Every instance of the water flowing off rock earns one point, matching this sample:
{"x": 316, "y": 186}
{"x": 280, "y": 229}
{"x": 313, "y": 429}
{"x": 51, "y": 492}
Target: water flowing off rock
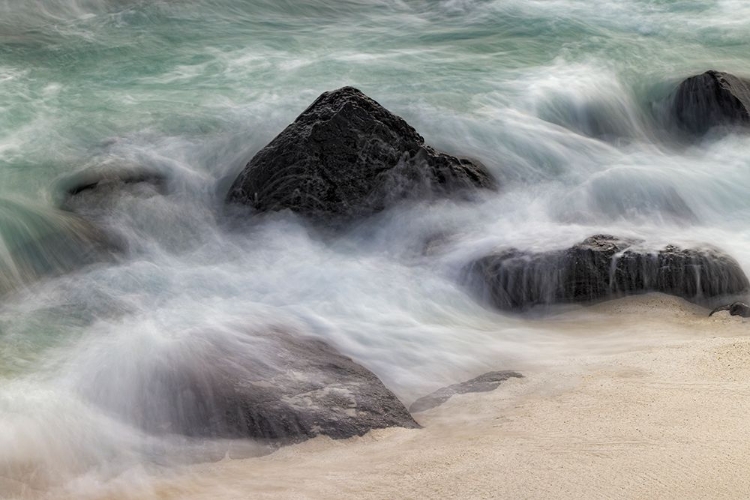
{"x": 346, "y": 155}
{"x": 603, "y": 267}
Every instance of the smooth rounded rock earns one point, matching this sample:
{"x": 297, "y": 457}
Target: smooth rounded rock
━━━━━━━━
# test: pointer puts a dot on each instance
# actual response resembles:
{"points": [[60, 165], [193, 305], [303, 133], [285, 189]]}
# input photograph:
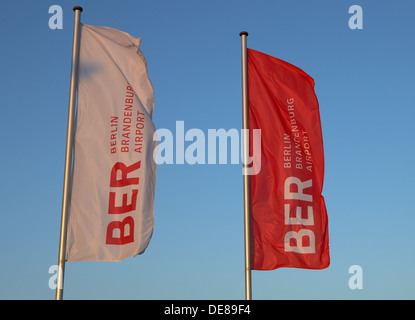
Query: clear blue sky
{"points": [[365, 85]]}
━━━━━━━━
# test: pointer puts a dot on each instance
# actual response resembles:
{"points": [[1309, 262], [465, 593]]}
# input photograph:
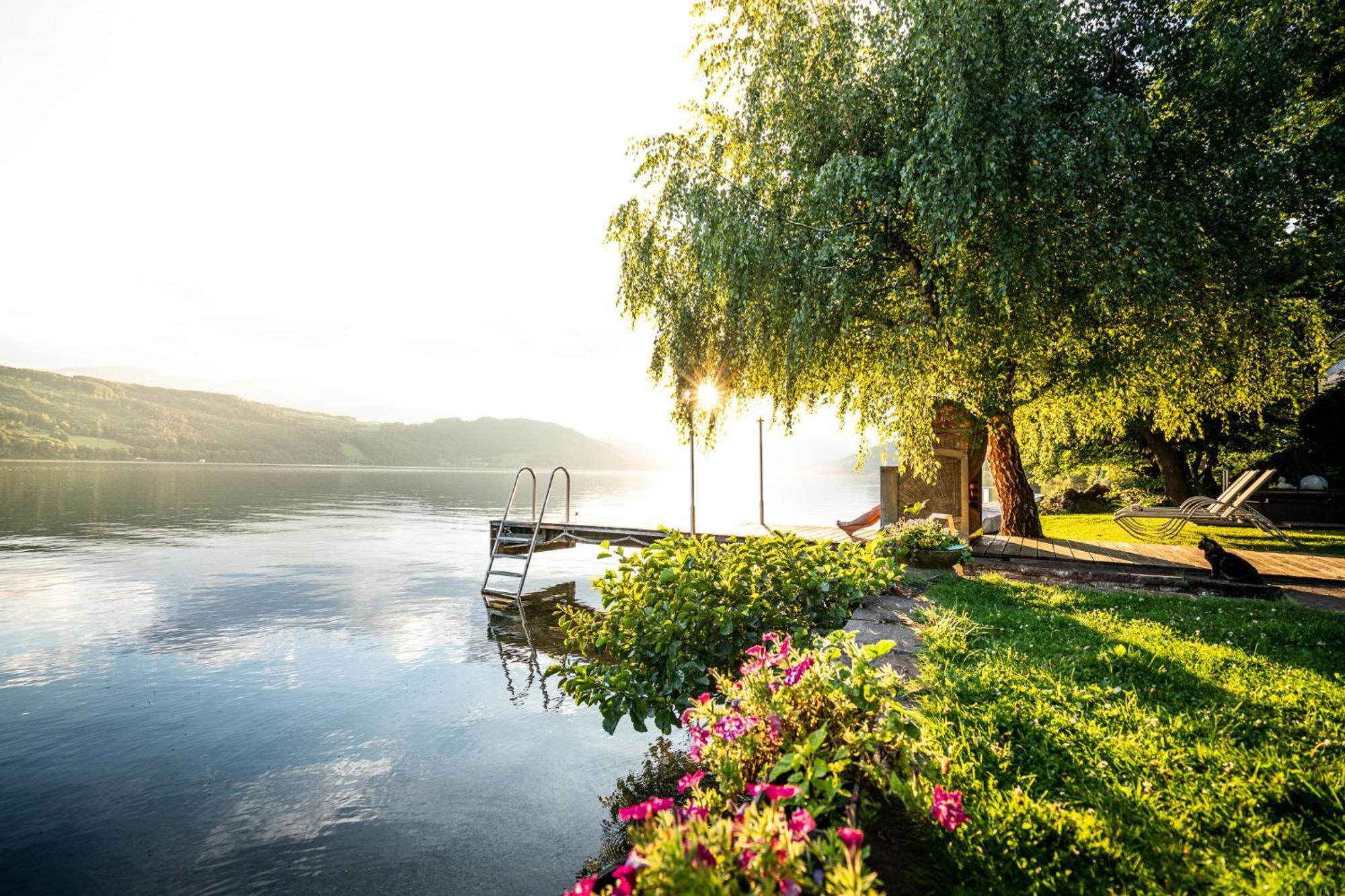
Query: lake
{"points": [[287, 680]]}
━━━━━━━━
== WHAT YOU ARE ASKED TO DO ==
Copy out only the lines of the records above from the one with "Every instance of the smooth" through the one with "Target: smooth rounded rock", exactly as they stand, both included.

== REPLY TO THE TASK ==
Every instance of the smooth rounded rock earns one point, matching this sample:
{"x": 297, "y": 457}
Target: smooth rounded rock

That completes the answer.